## RECORDED INFORMATION
== Segment start ==

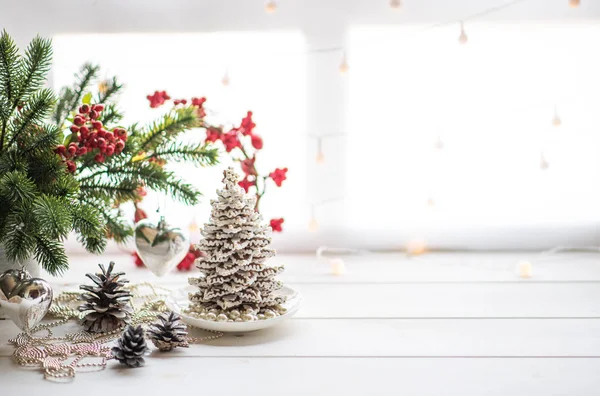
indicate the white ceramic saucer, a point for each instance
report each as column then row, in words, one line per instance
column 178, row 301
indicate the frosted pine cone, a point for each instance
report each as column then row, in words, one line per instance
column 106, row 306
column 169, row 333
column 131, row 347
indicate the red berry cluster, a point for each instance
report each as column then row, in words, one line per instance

== Segment end ==
== Segment start ==

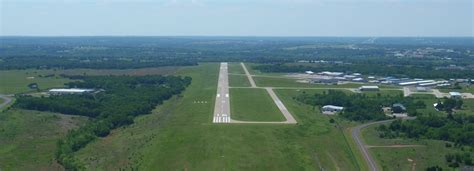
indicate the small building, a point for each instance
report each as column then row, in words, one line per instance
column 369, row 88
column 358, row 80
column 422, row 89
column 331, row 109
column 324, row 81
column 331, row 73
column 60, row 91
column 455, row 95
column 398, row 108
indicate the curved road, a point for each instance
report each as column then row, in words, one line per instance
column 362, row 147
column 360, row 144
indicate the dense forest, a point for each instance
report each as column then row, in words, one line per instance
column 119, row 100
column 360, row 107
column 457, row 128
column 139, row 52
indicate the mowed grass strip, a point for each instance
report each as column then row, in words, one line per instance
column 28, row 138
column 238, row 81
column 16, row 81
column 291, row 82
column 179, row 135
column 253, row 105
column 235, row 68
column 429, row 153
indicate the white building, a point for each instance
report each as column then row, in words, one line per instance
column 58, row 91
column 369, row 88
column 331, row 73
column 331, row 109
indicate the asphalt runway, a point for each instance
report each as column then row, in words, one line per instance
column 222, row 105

== Segment end ==
== Segment start ==

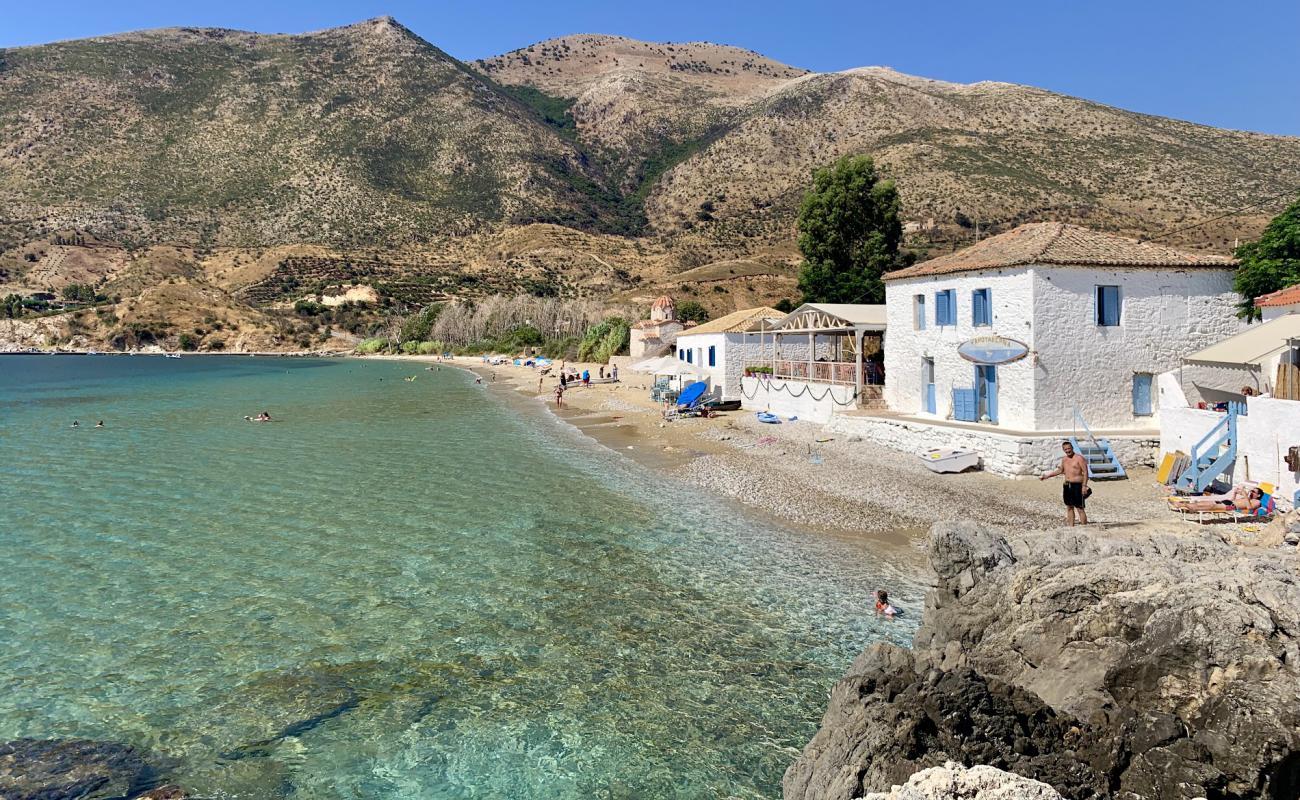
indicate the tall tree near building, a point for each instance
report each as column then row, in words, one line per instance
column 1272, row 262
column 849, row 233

== Segment end ==

Check each line of the material above for "building", count those that have it, and answer with the number alone.

## TASK RESULT
3